▶ [Stated problem]:
Copy the rows below, swapping every "each instance" for "every instance" and keeping everything else the same. Leave the pictures out of your answer.

▶ [Record set]:
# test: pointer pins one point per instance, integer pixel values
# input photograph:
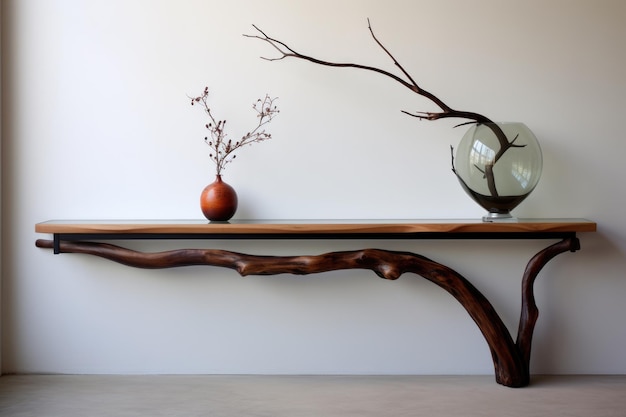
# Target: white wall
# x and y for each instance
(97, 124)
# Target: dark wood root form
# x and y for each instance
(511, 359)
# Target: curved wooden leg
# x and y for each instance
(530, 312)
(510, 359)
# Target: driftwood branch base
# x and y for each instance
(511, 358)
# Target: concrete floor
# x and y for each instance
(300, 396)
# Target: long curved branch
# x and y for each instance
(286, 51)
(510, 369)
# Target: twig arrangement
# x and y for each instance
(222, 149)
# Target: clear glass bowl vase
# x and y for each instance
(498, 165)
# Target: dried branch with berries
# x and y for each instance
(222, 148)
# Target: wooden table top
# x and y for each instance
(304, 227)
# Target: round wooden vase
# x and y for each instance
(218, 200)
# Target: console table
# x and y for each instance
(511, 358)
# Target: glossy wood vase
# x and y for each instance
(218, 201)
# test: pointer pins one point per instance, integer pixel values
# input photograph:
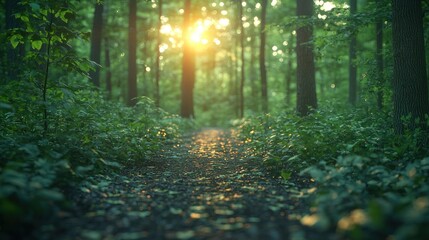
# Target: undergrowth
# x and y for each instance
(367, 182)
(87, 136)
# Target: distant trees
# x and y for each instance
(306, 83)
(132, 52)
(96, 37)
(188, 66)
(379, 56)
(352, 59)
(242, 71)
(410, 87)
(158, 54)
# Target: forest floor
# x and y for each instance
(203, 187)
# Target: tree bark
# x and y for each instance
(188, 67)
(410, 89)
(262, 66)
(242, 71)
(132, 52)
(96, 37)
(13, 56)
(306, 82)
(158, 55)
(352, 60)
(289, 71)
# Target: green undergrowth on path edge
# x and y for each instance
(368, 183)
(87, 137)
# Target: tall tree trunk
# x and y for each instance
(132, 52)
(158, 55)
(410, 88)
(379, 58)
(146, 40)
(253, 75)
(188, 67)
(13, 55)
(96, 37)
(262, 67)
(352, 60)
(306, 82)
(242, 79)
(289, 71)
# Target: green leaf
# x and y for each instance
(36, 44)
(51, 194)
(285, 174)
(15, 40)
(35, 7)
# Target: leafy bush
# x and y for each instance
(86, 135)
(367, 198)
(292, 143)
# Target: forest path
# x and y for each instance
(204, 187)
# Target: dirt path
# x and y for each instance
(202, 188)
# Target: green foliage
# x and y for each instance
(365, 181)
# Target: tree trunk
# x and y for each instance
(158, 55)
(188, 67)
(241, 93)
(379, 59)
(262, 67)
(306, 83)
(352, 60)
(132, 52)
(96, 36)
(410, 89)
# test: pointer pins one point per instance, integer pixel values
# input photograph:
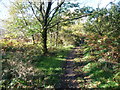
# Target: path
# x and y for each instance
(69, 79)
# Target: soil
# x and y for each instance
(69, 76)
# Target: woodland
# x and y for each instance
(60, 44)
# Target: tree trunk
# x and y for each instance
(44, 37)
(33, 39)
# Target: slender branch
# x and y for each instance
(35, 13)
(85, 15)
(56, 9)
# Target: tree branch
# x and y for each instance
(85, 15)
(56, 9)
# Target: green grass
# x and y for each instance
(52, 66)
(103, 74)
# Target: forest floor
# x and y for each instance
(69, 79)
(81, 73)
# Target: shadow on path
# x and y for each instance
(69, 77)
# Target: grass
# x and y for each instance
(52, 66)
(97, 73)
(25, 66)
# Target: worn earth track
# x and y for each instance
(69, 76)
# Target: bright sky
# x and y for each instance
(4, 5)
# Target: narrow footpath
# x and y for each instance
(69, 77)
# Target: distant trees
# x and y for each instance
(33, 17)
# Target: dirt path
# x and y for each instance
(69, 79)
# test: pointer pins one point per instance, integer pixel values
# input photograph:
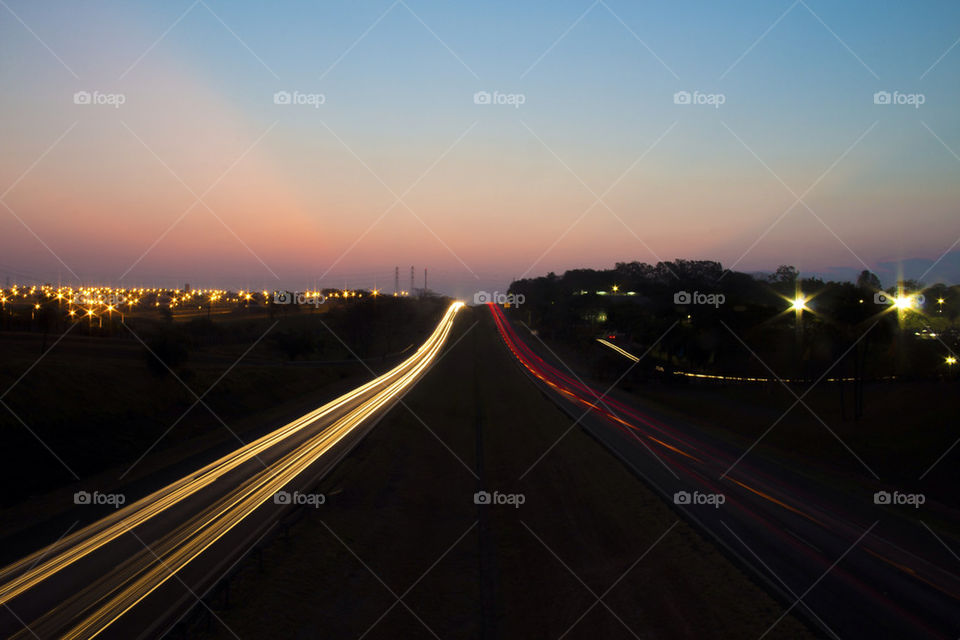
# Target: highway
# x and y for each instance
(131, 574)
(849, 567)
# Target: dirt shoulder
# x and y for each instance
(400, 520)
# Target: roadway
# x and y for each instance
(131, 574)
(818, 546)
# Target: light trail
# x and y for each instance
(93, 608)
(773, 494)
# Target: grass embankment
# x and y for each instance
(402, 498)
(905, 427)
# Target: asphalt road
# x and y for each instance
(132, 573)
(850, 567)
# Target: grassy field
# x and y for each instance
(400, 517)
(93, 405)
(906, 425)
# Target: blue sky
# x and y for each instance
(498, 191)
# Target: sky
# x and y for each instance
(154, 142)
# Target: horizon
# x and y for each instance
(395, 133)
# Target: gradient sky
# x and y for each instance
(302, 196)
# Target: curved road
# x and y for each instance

▶ [The reply]:
# test: pointer pins one point per instance, integer pixel values
# input photograph:
# Target: white wall
# x and y for every instance
(97, 124)
# Target: dark wood root form
# x and y for every instance
(511, 359)
# Target: curved wooden leg
# x and y for every instance
(530, 312)
(510, 359)
# Target: driftwood branch base
# x and y for every instance
(511, 358)
# Target: concrete floor
# x and y for every instance
(300, 396)
# Target: long curved branch
# x and y for every instance
(286, 51)
(510, 369)
# Target: twig arrangement
# x and y for every instance
(222, 149)
# Target: clear glass bowl vase
# x and y for every instance
(498, 165)
# Target: dried branch with berries
# x and y for every instance
(222, 148)
# Target: wooden table top
# x and y for every instance
(304, 227)
# Target: round wooden vase
# x and y for every instance
(218, 200)
# Target: console table
# x and y for every instance
(511, 358)
# Target: glossy wood vase
# x and y for every instance
(218, 201)
# test: pointer pins one point per instance, integer pixel values
# input photograph:
# Target: undergrowth
# x and y for every instance
(367, 182)
(87, 136)
# Target: distant trees
# x and y for every instance
(306, 83)
(132, 52)
(96, 37)
(188, 66)
(379, 56)
(352, 59)
(242, 71)
(410, 87)
(158, 54)
# Target: forest floor
# x and y for every instance
(203, 187)
# Target: tree bark
# x and y for every instance
(188, 67)
(410, 89)
(262, 66)
(242, 71)
(132, 52)
(96, 37)
(13, 56)
(306, 82)
(158, 55)
(352, 60)
(289, 71)
# Target: green undergrowth on path edge
# x and y for every instance
(368, 183)
(87, 137)
# Target: tall tree trunk
# x and y for every instance
(132, 52)
(158, 55)
(410, 88)
(379, 58)
(146, 40)
(253, 75)
(188, 67)
(13, 55)
(96, 37)
(262, 67)
(352, 60)
(306, 82)
(242, 79)
(289, 71)
# Target: green leaf
# x and y for every instance
(36, 44)
(51, 194)
(285, 174)
(15, 40)
(35, 7)
# Target: leafy bush
# x and y for every instance
(86, 135)
(367, 198)
(292, 143)
# Target: forest path
# x and y for every instance
(204, 187)
# Target: dirt path
# x and y for every instance
(202, 188)
# Target: green foliage
# x and y for every instance
(365, 181)
# Target: tree trunk
# x and y for every instance
(158, 55)
(188, 67)
(241, 93)
(379, 59)
(262, 67)
(306, 83)
(352, 60)
(132, 52)
(96, 36)
(410, 89)
# test: pointer pins one point per instance, integer pixel values
# input photograph:
# Target: path
# x and y for every instance
(69, 79)
# Target: soil
# x and y for every instance
(69, 76)
# Target: woodland
# x and y for every instance
(60, 44)
# Target: tree trunk
# x and y for every instance
(44, 37)
(33, 39)
# Target: slender branch
# x and y for every instance
(35, 13)
(85, 15)
(56, 9)
# Target: tree branch
# x and y for every instance
(85, 15)
(56, 9)
# Target: green grass
# x and y for every instance
(52, 66)
(103, 74)
# Target: forest floor
# x and y for every instance
(69, 79)
(81, 73)
# Target: shadow on path
# x and y for every instance
(69, 77)
# Target: grass
# x and y for every instance
(52, 66)
(97, 73)
(25, 66)
# Target: worn earth track
# x and y for every instance
(69, 76)
# Target: bright sky
# x and y for every instance
(4, 5)
# Target: narrow footpath
# x and y for every instance
(69, 77)
# Target: distant trees
# x and y for every instance
(33, 17)
# Target: dirt path
# x and y for every instance
(69, 79)
# test: pointer pins one point per instance, integer pixel values
# input photograph:
# Target: highway
# x and y for every instance
(131, 574)
(849, 567)
# Target: dirt shoulder
# x and y for every instance
(400, 520)
# Target: roadway
# x and y for every instance
(131, 574)
(818, 546)
# Target: light trail
# x and y for every instance
(93, 608)
(773, 494)
# Target: grass embankment
# x and y for every instance
(402, 498)
(905, 427)
# Target: asphalt road
# x and y for every instance
(132, 573)
(850, 567)
# Target: grassy field
# x and y for every instance
(400, 517)
(93, 405)
(906, 425)
# Target: blue sky
# x and y for every instance
(498, 191)
# Target: sky
# x and y for every instance
(154, 142)
# Target: horizon
# x and y for every instance
(395, 133)
# Target: gradient sky
# x and y for every instance
(302, 196)
# Target: curved road
# x and y for every instance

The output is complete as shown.